• RECORDS FOR THE EXERCISE
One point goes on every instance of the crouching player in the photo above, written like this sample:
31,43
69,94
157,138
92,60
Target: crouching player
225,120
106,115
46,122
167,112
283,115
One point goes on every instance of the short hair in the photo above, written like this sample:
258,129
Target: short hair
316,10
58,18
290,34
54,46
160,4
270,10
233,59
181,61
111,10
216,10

---

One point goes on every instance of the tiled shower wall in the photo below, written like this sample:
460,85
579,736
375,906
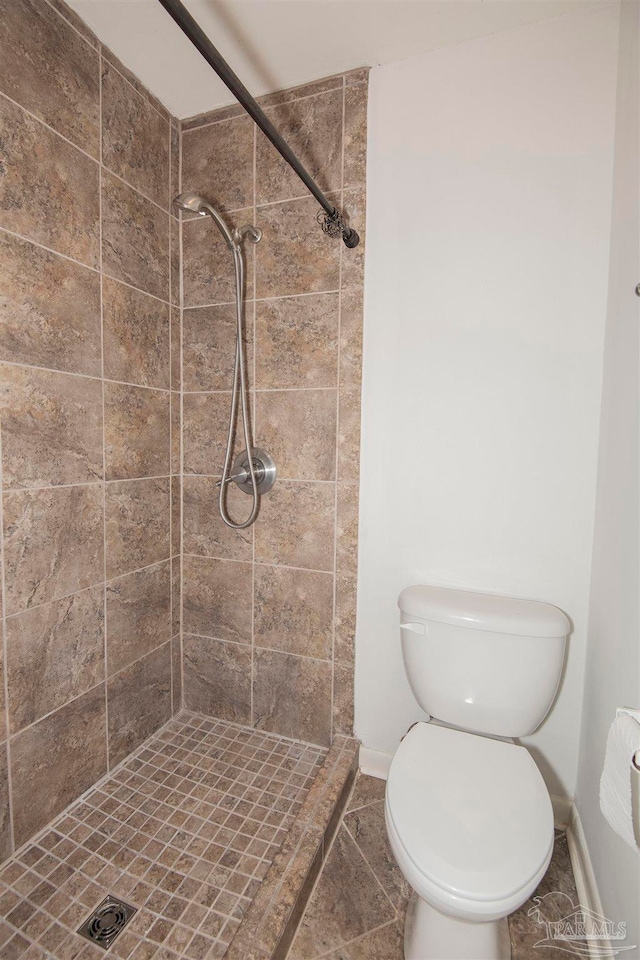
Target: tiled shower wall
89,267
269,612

• EXERCISE DETAILS
Gather each line of the data above that contains the word "hair". Case counts, so uppercase and lowercase letters must match.

• EXERCISE SOLUTION
One point goes on every instance of the short hair in the photo above, written like this sample:
Target: short hair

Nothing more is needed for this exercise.